DIRECTIVE
Put every line of the entries below into a numbered list, leaving out blank lines and any pictures.

----------

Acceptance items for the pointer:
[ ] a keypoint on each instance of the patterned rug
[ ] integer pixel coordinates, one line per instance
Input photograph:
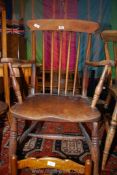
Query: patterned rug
(76, 150)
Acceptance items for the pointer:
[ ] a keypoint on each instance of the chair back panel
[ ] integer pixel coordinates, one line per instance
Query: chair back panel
(61, 71)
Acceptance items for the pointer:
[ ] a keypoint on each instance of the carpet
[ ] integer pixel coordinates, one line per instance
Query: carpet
(76, 150)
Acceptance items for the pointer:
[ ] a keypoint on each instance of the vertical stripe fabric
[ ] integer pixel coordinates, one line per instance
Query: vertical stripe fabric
(101, 11)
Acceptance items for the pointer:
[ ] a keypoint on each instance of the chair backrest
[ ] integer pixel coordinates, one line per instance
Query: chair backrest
(62, 41)
(62, 70)
(110, 41)
(37, 166)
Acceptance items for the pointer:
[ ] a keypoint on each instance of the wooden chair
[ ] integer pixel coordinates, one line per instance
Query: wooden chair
(110, 36)
(56, 106)
(3, 108)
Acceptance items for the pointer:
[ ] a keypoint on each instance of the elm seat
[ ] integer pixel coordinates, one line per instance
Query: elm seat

----------

RESULT FOR THIS TASK
1. Acceptance items for the pointer:
2. [ ] a keypoint on each instance of the patterned rug
3. [ ] integer pixel coordinates, one line per instance
4. Input photograph:
5. Query: patterned rug
6. (76, 150)
7. Acceptance items for the pointer:
8. [ ] a keypoint on each instance of the chair back panel
9. [ ] integer pixel coordinates, one line per instance
10. Query: chair back panel
11. (61, 71)
12. Acceptance items for the pointer:
13. [ ] a keypoint on each instance of the carpet
14. [ ] integer pixel coordinates, one line per instance
15. Query: carpet
16. (76, 150)
17. Acceptance items for the pointer:
18. [ ] a keypoint on each instance of the vertical stripe fabric
19. [ ] integer pixel coordinates, one line per instance
20. Query: vertical stripe fabric
21. (101, 11)
22. Acceptance items for the pointer:
23. [ ] a keypoint on each instance of the chair backrest
24. [ ] integer pixel coordinates, one line per instance
25. Query: chair backrest
26. (62, 41)
27. (62, 70)
28. (110, 41)
29. (37, 166)
30. Acceptance items for the pointer:
31. [ ] a keypoint on each instance of the wooden chair
32. [ ] integer pixel coordinates, one line per instance
33. Query: wooden chair
34. (110, 36)
35. (56, 106)
36. (3, 108)
37. Acceptance items for the pointer:
38. [ ] a keypoint on each instance of the elm seat
39. [ ] integer pixel coordinates, one line per instance
40. Query: elm seat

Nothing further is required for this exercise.